DOCUMENT SEGMENT -
Slight though the remaining evidence is of my father’s year of working on the land, the effect on him was profound. Bombs fell on Derby, Nottingham and neighbouring fields; another hit the local electricity station and blew out all the windows of Clifton Hall, the nearest big house. At Thrumpton, the only evidence of war was the placing of a searchlight on the hill and a request from the local shepherd to bring his flock down to lower pastureland. Every Friday, faces scrubbed, boots polished with spit, the farm tenants walked up to the Hall to pay their rent; every evening, when his work was done, my father walked through the park and back, with the sun dazzling his eyes, towards the House. He knew, by now, the name of every mound, copse and corner of the land on which it stood; the threat of devastation heightened its value as a precious commodity. Writing to his parents, his prose quickened with love whenever he turned to the subject of the House and the landscape:

Dear Thrumpton. The moon was full last night. I went for a walk by the lake and spent an hour down by the willows looking at the House. I pray no harm will come to it.

He could as well have been writing of a lover, or a child.

Action could not be put off for ever. In May 1941, George put his name forward for a commission in the Motor Battalions. The Byrons, dismayed at the prospect of losing the company of such a willing and solicitous nephew, grew fretful. What would they do without George to run their errands, act as their chauffeur, keep them entertained? Old Lady Portsea, picking window-glass off the staircarpet after a bomb flattened the house next door to her own, sent blessings to her grandson and congratulated him on having chosen to join the 60th (the King’s Royal Rifle Corps). Did he know, she wondered, that two of his Seymour forebears had joined the 60th and fought in the Transvaal? Prudently, she omitted to add that they had both been killed.

George had left Winchester, with a glad heart, in July 1940. In August 1941, he learned with dismay that he was to be drafted back there for his first spell of military training. Bushfield Camp lay west of Winchester, on the Hursley road. Tracking it down in the summer of 2003, I found the way to an empty hillside blocked by an iron farm gate. Beyond it, a derelict track climbed towards the square silhouette of a sentry box; on the gate, the warning sign was plain: Keep Out. Arrogance is one of the vices I have inherited from my father; such restrictions apply to other people, not to us. Like him, I expect a volley of cheap charm to rescue me if caught in the act. (‘It’s your land? I’m most dreadfully sorry! But what a wonderful place!’ Parroting the lines, I can hear his own suave drawl.) I climbed the gate and sauntered up the hill.

EXTRACTED ENTRIES -
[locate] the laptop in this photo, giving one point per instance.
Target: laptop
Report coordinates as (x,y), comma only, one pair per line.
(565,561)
---
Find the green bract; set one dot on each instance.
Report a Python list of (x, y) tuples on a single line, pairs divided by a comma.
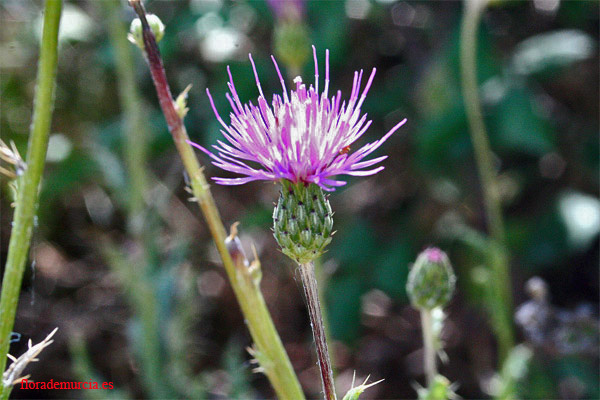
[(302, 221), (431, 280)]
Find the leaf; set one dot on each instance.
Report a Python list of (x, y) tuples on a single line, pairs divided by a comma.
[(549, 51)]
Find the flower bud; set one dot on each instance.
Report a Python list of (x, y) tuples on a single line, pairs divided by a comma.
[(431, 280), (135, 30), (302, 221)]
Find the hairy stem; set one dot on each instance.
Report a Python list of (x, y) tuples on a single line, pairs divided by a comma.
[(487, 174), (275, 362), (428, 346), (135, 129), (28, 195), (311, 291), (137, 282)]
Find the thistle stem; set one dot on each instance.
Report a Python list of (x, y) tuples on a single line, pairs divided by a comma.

TASK TO COMPLETE - Print everything from "George had left" down to "up the hill." in the passage about the father's war years at Thrumpton.

OUTPUT OF THE EXERCISE -
George had left Winchester, with a glad heart, in July 1940. In August 1941, he learned with dismay that he was to be drafted back there for his first spell of military training. Bushfield Camp lay west of Winchester, on the Hursley road. Tracking it down in the summer of 2003, I found the way to an empty hillside blocked by an iron farm gate. Beyond it, a derelict track climbed towards the square silhouette of a sentry box; on the gate, the warning sign was plain: Keep Out. Arrogance is one of the vices I have inherited from my father; such restrictions apply to other people, not to us. Like him, I expect a volley of cheap charm to rescue me if caught in the act. (‘It’s your land? I’m most dreadfully sorry! But what a wonderful place!’ Parroting the lines, I can hear his own suave drawl.) I climbed the gate and sauntered up the hill.